-- Start of MATERIAL --
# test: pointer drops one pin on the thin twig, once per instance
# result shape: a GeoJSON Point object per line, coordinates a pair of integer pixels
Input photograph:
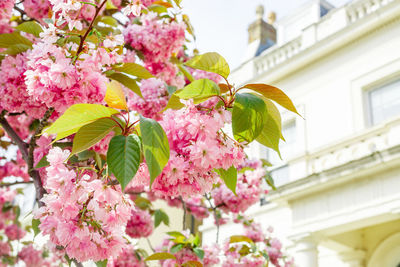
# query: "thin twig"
{"type": "Point", "coordinates": [215, 216]}
{"type": "Point", "coordinates": [83, 38]}
{"type": "Point", "coordinates": [184, 214]}
{"type": "Point", "coordinates": [15, 183]}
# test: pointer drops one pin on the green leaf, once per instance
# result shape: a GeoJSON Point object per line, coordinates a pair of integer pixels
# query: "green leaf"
{"type": "Point", "coordinates": [9, 39]}
{"type": "Point", "coordinates": [31, 27]}
{"type": "Point", "coordinates": [273, 93]}
{"type": "Point", "coordinates": [135, 70]}
{"type": "Point", "coordinates": [42, 163]}
{"type": "Point", "coordinates": [127, 82]}
{"type": "Point", "coordinates": [17, 49]}
{"type": "Point", "coordinates": [155, 146]}
{"type": "Point", "coordinates": [248, 117]}
{"type": "Point", "coordinates": [230, 177]}
{"type": "Point", "coordinates": [109, 20]}
{"type": "Point", "coordinates": [212, 62]}
{"type": "Point", "coordinates": [35, 226]}
{"type": "Point", "coordinates": [102, 263]}
{"type": "Point", "coordinates": [176, 234]}
{"type": "Point", "coordinates": [176, 248]}
{"type": "Point", "coordinates": [159, 9]}
{"type": "Point", "coordinates": [174, 103]}
{"type": "Point", "coordinates": [88, 135]}
{"type": "Point", "coordinates": [123, 157]}
{"type": "Point", "coordinates": [270, 134]}
{"type": "Point", "coordinates": [199, 90]}
{"type": "Point", "coordinates": [240, 238]}
{"type": "Point", "coordinates": [77, 116]}
{"type": "Point", "coordinates": [199, 252]}
{"type": "Point", "coordinates": [192, 264]}
{"type": "Point", "coordinates": [160, 217]}
{"type": "Point", "coordinates": [160, 256]}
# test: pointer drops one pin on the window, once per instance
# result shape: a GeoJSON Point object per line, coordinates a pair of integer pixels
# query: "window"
{"type": "Point", "coordinates": [384, 102]}
{"type": "Point", "coordinates": [286, 148]}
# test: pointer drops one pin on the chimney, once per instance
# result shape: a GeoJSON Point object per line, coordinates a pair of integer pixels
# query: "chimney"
{"type": "Point", "coordinates": [262, 35]}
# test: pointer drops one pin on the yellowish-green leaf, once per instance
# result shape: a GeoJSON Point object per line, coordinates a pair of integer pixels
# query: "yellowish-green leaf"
{"type": "Point", "coordinates": [248, 117]}
{"type": "Point", "coordinates": [192, 264]}
{"type": "Point", "coordinates": [88, 135]}
{"type": "Point", "coordinates": [274, 94]}
{"type": "Point", "coordinates": [77, 116]}
{"type": "Point", "coordinates": [270, 134]}
{"type": "Point", "coordinates": [212, 62]}
{"type": "Point", "coordinates": [115, 96]}
{"type": "Point", "coordinates": [134, 70]}
{"type": "Point", "coordinates": [155, 146]}
{"type": "Point", "coordinates": [240, 238]}
{"type": "Point", "coordinates": [160, 256]}
{"type": "Point", "coordinates": [110, 5]}
{"type": "Point", "coordinates": [31, 27]}
{"type": "Point", "coordinates": [174, 103]}
{"type": "Point", "coordinates": [127, 82]}
{"type": "Point", "coordinates": [17, 49]}
{"type": "Point", "coordinates": [199, 90]}
{"type": "Point", "coordinates": [162, 3]}
{"type": "Point", "coordinates": [9, 39]}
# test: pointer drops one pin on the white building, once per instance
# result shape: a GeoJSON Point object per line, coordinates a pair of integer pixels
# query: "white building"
{"type": "Point", "coordinates": [338, 197]}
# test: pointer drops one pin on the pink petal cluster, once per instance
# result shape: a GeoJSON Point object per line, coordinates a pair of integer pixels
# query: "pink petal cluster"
{"type": "Point", "coordinates": [182, 256]}
{"type": "Point", "coordinates": [248, 189]}
{"type": "Point", "coordinates": [15, 97]}
{"type": "Point", "coordinates": [167, 72]}
{"type": "Point", "coordinates": [157, 39]}
{"type": "Point", "coordinates": [155, 98]}
{"type": "Point", "coordinates": [17, 168]}
{"type": "Point", "coordinates": [37, 9]}
{"type": "Point", "coordinates": [83, 215]}
{"type": "Point", "coordinates": [140, 224]}
{"type": "Point", "coordinates": [13, 232]}
{"type": "Point", "coordinates": [54, 81]}
{"type": "Point", "coordinates": [197, 208]}
{"type": "Point", "coordinates": [6, 7]}
{"type": "Point", "coordinates": [32, 257]}
{"type": "Point", "coordinates": [197, 147]}
{"type": "Point", "coordinates": [211, 255]}
{"type": "Point", "coordinates": [127, 258]}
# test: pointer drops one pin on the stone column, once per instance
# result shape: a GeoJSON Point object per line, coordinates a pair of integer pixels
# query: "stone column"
{"type": "Point", "coordinates": [306, 252]}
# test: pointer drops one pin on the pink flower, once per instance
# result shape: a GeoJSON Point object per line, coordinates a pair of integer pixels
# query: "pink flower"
{"type": "Point", "coordinates": [13, 232]}
{"type": "Point", "coordinates": [140, 224]}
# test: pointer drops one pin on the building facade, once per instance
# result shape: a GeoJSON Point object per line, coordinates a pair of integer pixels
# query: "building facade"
{"type": "Point", "coordinates": [338, 196]}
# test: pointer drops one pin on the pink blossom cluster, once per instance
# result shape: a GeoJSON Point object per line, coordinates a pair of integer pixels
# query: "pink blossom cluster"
{"type": "Point", "coordinates": [17, 168]}
{"type": "Point", "coordinates": [197, 147]}
{"type": "Point", "coordinates": [197, 208]}
{"type": "Point", "coordinates": [167, 72]}
{"type": "Point", "coordinates": [15, 97]}
{"type": "Point", "coordinates": [37, 9]}
{"type": "Point", "coordinates": [140, 224]}
{"type": "Point", "coordinates": [54, 81]}
{"type": "Point", "coordinates": [211, 255]}
{"type": "Point", "coordinates": [128, 258]}
{"type": "Point", "coordinates": [248, 189]}
{"type": "Point", "coordinates": [6, 7]}
{"type": "Point", "coordinates": [157, 39]}
{"type": "Point", "coordinates": [32, 257]}
{"type": "Point", "coordinates": [155, 98]}
{"type": "Point", "coordinates": [82, 214]}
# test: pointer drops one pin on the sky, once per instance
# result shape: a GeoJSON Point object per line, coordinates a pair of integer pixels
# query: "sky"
{"type": "Point", "coordinates": [221, 25]}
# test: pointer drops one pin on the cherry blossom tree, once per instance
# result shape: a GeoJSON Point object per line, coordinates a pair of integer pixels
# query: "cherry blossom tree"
{"type": "Point", "coordinates": [104, 110]}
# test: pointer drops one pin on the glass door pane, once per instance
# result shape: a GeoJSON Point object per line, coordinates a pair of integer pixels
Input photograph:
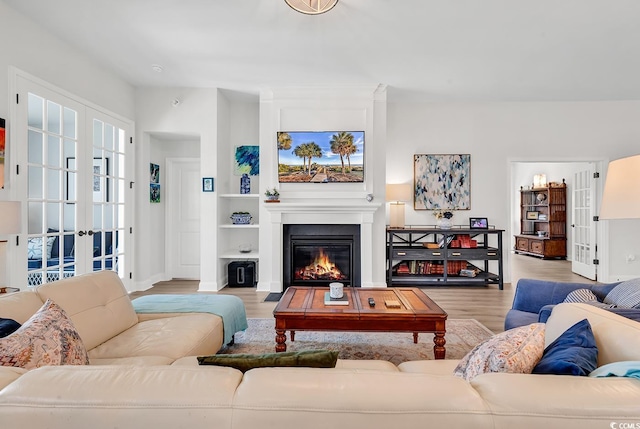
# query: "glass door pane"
{"type": "Point", "coordinates": [108, 176]}
{"type": "Point", "coordinates": [51, 136]}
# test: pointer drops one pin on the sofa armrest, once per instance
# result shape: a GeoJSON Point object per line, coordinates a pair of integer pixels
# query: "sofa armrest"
{"type": "Point", "coordinates": [545, 312]}
{"type": "Point", "coordinates": [531, 294]}
{"type": "Point", "coordinates": [629, 313]}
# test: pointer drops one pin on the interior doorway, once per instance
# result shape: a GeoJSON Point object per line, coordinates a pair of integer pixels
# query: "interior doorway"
{"type": "Point", "coordinates": [174, 216]}
{"type": "Point", "coordinates": [583, 195]}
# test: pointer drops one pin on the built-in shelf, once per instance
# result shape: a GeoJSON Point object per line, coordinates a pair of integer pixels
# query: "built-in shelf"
{"type": "Point", "coordinates": [240, 195]}
{"type": "Point", "coordinates": [234, 254]}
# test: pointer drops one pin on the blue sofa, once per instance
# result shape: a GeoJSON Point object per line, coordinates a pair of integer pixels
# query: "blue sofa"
{"type": "Point", "coordinates": [534, 300]}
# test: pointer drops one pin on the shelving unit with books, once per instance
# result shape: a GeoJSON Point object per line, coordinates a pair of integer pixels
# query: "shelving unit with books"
{"type": "Point", "coordinates": [432, 256]}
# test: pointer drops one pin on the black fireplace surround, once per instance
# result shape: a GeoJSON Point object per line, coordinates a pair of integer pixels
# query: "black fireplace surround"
{"type": "Point", "coordinates": [318, 254]}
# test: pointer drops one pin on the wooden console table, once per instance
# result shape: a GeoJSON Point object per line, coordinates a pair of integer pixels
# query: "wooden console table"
{"type": "Point", "coordinates": [441, 266]}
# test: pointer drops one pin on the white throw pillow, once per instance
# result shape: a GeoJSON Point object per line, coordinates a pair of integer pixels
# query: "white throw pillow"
{"type": "Point", "coordinates": [625, 295]}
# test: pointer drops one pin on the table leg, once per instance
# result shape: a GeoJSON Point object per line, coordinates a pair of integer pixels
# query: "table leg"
{"type": "Point", "coordinates": [438, 349]}
{"type": "Point", "coordinates": [281, 338]}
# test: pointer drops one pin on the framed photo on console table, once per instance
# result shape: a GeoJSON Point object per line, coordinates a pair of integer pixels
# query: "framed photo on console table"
{"type": "Point", "coordinates": [478, 223]}
{"type": "Point", "coordinates": [532, 215]}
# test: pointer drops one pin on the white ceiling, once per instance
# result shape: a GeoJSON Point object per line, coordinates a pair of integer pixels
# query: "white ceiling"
{"type": "Point", "coordinates": [440, 50]}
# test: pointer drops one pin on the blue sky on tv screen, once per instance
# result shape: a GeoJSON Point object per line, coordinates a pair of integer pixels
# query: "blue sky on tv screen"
{"type": "Point", "coordinates": [322, 139]}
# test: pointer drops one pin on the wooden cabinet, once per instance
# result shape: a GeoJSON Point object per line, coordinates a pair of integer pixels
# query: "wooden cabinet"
{"type": "Point", "coordinates": [418, 256]}
{"type": "Point", "coordinates": [543, 222]}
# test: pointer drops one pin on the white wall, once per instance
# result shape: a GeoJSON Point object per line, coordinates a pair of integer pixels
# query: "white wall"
{"type": "Point", "coordinates": [33, 50]}
{"type": "Point", "coordinates": [496, 134]}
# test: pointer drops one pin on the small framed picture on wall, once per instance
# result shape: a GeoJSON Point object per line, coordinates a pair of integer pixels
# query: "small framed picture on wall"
{"type": "Point", "coordinates": [207, 184]}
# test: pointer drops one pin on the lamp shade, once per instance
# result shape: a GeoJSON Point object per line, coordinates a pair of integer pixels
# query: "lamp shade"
{"type": "Point", "coordinates": [398, 192]}
{"type": "Point", "coordinates": [10, 214]}
{"type": "Point", "coordinates": [621, 197]}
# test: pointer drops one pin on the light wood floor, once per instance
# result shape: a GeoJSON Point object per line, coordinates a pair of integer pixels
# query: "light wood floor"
{"type": "Point", "coordinates": [488, 305]}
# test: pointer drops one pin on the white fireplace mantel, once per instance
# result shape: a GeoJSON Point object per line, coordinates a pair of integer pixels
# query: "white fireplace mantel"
{"type": "Point", "coordinates": [315, 212]}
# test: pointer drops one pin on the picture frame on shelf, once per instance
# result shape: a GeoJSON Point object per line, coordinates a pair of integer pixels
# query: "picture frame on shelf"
{"type": "Point", "coordinates": [207, 184]}
{"type": "Point", "coordinates": [533, 215]}
{"type": "Point", "coordinates": [478, 223]}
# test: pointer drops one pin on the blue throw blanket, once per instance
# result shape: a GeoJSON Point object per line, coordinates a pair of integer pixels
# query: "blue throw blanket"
{"type": "Point", "coordinates": [229, 307]}
{"type": "Point", "coordinates": [618, 369]}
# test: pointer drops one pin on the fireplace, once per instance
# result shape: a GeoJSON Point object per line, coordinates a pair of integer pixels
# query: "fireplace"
{"type": "Point", "coordinates": [318, 254]}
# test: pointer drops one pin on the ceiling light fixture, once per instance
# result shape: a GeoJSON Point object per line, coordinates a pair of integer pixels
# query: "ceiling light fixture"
{"type": "Point", "coordinates": [312, 7]}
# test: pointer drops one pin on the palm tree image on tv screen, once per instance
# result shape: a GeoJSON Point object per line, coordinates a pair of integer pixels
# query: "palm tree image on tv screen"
{"type": "Point", "coordinates": [320, 156]}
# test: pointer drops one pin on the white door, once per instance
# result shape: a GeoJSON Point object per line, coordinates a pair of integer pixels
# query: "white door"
{"type": "Point", "coordinates": [74, 185]}
{"type": "Point", "coordinates": [183, 218]}
{"type": "Point", "coordinates": [583, 225]}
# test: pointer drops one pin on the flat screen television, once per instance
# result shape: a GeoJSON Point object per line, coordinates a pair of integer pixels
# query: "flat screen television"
{"type": "Point", "coordinates": [320, 156]}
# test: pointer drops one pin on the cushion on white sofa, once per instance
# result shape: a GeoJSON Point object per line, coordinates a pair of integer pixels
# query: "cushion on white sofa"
{"type": "Point", "coordinates": [174, 337]}
{"type": "Point", "coordinates": [19, 306]}
{"type": "Point", "coordinates": [625, 295]}
{"type": "Point", "coordinates": [98, 304]}
{"type": "Point", "coordinates": [616, 336]}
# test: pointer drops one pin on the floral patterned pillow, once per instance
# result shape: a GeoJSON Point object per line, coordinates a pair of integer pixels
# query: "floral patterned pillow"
{"type": "Point", "coordinates": [47, 338]}
{"type": "Point", "coordinates": [517, 350]}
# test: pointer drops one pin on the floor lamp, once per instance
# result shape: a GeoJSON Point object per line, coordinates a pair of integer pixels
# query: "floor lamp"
{"type": "Point", "coordinates": [621, 197]}
{"type": "Point", "coordinates": [10, 215]}
{"type": "Point", "coordinates": [397, 194]}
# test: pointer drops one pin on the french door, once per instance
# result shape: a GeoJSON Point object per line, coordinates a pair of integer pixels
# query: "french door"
{"type": "Point", "coordinates": [76, 189]}
{"type": "Point", "coordinates": [583, 224]}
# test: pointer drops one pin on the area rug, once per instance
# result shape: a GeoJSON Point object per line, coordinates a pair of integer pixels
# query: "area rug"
{"type": "Point", "coordinates": [273, 297]}
{"type": "Point", "coordinates": [462, 336]}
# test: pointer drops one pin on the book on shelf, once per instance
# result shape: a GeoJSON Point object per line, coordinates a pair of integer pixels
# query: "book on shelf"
{"type": "Point", "coordinates": [335, 301]}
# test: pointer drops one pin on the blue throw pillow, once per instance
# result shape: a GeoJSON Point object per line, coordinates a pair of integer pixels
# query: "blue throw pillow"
{"type": "Point", "coordinates": [8, 326]}
{"type": "Point", "coordinates": [572, 353]}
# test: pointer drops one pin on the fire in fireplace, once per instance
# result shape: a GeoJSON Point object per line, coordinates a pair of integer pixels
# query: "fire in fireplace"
{"type": "Point", "coordinates": [316, 255]}
{"type": "Point", "coordinates": [321, 268]}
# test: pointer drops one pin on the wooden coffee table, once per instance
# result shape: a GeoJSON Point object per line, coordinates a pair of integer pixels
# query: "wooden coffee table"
{"type": "Point", "coordinates": [303, 308]}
-- End of MATERIAL --
Quote, without any change, each line from the one that contains "# test: pointer drops one pin on the fire in" through the end of the material.

# test: pointer drops one pin on the fire in fireplace, once per instance
# result shape: a GeoJSON Point object per line, coordinates a pair of integer pixels
# query: "fire in fireplace"
{"type": "Point", "coordinates": [316, 255]}
{"type": "Point", "coordinates": [321, 268]}
# test: pointer drops one pin on the wooden coffee table, once per instance
# result shape: a GeoJSON Point object per line, coordinates a pair of integer pixels
# query: "wooden coffee table"
{"type": "Point", "coordinates": [303, 308]}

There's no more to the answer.